Rewrite the material below, replacing every "photograph" with "image" and keeping everything else the same. Omit the pictures.

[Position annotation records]
====
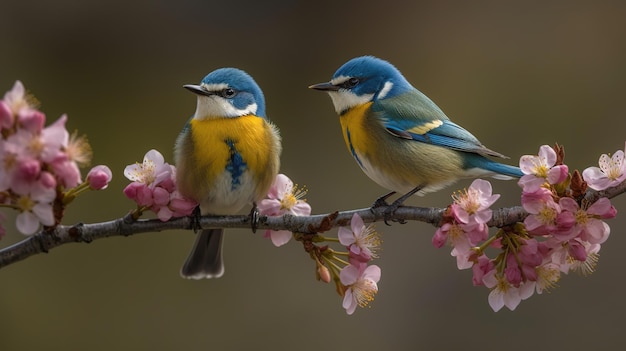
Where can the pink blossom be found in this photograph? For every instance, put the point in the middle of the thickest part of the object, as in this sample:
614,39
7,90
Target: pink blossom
541,169
151,172
612,172
472,205
361,283
546,216
482,267
16,99
6,116
31,120
66,171
503,293
283,197
362,241
463,255
154,187
574,255
35,207
588,224
99,177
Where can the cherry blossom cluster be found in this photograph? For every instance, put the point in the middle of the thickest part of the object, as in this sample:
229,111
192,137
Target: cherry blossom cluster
355,280
561,233
153,188
40,166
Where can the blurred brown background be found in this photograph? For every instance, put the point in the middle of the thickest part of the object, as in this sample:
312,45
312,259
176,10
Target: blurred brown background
516,75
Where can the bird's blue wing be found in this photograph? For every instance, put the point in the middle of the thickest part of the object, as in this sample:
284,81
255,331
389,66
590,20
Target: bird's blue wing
414,116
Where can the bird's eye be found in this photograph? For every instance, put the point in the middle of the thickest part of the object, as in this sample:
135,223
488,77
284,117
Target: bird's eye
350,83
228,93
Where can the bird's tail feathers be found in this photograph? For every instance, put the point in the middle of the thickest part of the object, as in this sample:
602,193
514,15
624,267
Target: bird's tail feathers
495,169
205,258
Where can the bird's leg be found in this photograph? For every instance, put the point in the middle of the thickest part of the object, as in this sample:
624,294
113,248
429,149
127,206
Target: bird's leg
254,217
382,201
391,209
195,219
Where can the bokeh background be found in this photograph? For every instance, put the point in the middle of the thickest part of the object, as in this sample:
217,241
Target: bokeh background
517,74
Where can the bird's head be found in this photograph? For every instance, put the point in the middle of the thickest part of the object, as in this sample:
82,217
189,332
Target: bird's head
361,80
228,92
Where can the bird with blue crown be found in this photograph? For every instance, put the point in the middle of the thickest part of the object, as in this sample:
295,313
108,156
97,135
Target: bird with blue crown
227,157
399,137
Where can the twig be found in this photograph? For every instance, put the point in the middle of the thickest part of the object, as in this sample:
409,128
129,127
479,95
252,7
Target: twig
50,238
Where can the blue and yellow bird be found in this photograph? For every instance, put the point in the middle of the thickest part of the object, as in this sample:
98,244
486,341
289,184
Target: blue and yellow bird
227,157
399,137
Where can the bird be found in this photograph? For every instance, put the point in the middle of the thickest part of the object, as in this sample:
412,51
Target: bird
226,156
399,137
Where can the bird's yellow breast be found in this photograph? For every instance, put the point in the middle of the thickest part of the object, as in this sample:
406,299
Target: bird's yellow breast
354,133
211,138
241,146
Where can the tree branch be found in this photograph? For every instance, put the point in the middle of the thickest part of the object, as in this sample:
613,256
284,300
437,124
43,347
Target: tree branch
50,238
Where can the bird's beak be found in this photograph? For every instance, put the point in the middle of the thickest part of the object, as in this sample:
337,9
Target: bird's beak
324,87
197,89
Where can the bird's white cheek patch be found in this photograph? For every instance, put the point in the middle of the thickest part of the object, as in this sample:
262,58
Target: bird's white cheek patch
385,90
215,106
344,99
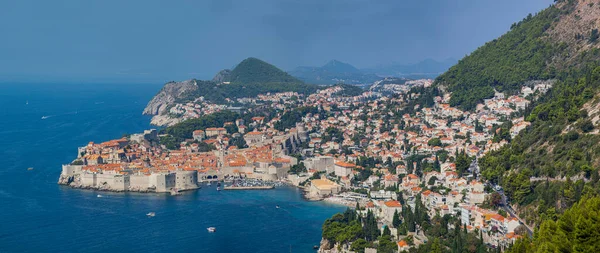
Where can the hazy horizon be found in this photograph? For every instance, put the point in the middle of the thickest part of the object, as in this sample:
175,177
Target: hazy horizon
160,41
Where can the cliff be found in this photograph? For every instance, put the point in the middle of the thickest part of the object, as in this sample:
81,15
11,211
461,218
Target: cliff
168,95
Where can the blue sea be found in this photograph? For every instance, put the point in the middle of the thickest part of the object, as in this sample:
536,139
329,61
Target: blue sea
38,215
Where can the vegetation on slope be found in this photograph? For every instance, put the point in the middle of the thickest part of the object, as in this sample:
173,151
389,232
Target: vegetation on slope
248,79
577,230
557,145
505,63
444,233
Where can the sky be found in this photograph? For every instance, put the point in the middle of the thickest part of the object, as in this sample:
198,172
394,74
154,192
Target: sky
158,41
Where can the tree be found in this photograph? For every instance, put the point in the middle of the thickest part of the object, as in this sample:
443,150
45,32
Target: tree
====
**Right answer:**
Where can the pink blossom be found in this image? For every instance, put the point in the middle of the thickest part of the object, as in this sample:
614,39
7,90
Target: pink blossom
541,169
151,172
612,172
472,205
361,283
546,216
482,267
16,99
6,116
31,120
66,171
503,293
283,197
362,241
463,255
154,187
574,255
35,207
588,224
99,177
Where can the cherry blossom cluster be found in this image? For every instance, put the point in the middle of the thickest part of the object, as in this sample:
229,111
192,137
Target: cherry blossom cluster
355,280
561,233
153,188
40,166
Where can the blurred brown background be found in this image? For every instance, put the point in the middle of the thickest part of the object, as in this sample:
312,45
312,259
176,10
Target: blurred brown background
516,75
Where can the bird's blue wing be found in this image? For every instance, put the point in the middle of the thickest part of the object, as in this sample:
284,81
255,331
389,66
590,20
Target: bird's blue wing
414,116
Where can the bird's eye be found in this image? For every instance, put the point in the middle of the thickest part of the object, as in this sample:
135,223
488,77
284,117
Target: bird's eye
350,83
228,93
Where can the bird's tail feathers be found in this image? For every instance, put the point in the middle of the thickest part of the object, as in this sample:
602,193
514,15
624,267
Target: bird's tail feathers
495,169
205,258
Where can the bird's leg be found in this image? For every instance, put the point in the middle of the thickest part of the object, as in this sample:
624,294
113,248
429,149
127,206
Target: bird's leg
254,217
382,201
391,209
195,219
Where can the bokeh background be found in this image? For every instance, put the point in the middle of the thickest part of the object, as in this sample:
217,241
Target: bokeh background
517,74
Where can the bird's head be found in this image? For every instance, put the point in the middle of the thickest part of the object, as in this sample:
82,217
189,332
Target: bird's head
361,80
228,92
Where can the bird with blue crown be found in this image? For every instance, put the point in the middle of the thickest part of the object, as in this sample:
295,313
108,156
97,135
Target: bird with blue crown
227,157
399,137
Where can the twig be found in this image? For every instance, put the point in the middle of the thickest part of the object, as in this sample:
409,128
129,127
479,95
252,7
Target: twig
50,238
Where can the blue and yellow bird be found in this image? For every instance, put the point in the middle of the thickest part of the object, as in this sample:
98,244
486,341
289,184
Target: blue and yellow bird
227,157
399,137
Where can the bird be found in this image? For every instance, put the point in the middle of the thickest part of the object, as in this sample:
412,51
Target: bird
226,156
399,137
Where can the bird's yellow breast be found in this image? For every instance, put the point in the middle of the thickest part of the object, as in this sample:
406,299
Target: bird's yellow breast
354,133
211,138
241,146
Where can the tree branch be found in this image? For every instance, put the point in the middle of the thickest part of the object, as in this sample:
613,256
284,300
437,124
43,347
Target: tree branch
50,238
Where can the bird's beak be found in this image? For every instance, put the point in the middle of the thickest part of the object, as in this sample:
337,9
Target: bird's beak
324,87
197,89
Where can the bird's white cheek patch be found in this image? For every instance, put the point in the middle of the thickest part of the object, as in this sample:
262,58
Target: bird's white cheek patch
385,90
215,106
344,99
Where can the hazy horizon be found in this image? For every instance, put the point in the middle of the thickest part of the object, as in this sample:
175,177
Target: hazy horizon
160,41
Where can the cliff be found in this image? For every instance, put the point in the middle of the thickest part of the object, as in this sample:
81,15
11,211
461,218
Target: cliff
168,95
Where can the blue sea be found in this image? For every instance, put the point in the middle of the thickest part of the object, as in this sample:
536,139
329,61
Target: blue sea
38,215
Where can the vegetation on slope be found in this image? For every instance, put the point in the middle of the thickest part of the object, as in this sample:
173,151
389,232
Target: vegetation on slope
248,79
577,230
557,145
505,63
444,233
Where can the sky be found in this image? For every instance, put the point in the middle of the thickest part of the object, as in this sample:
198,172
394,74
154,192
Target: sky
158,41
Where can the tree be found in this image? For every instance, put the point in the middle of the thickest part of the object, as in this sample:
443,150
45,32
Target: tree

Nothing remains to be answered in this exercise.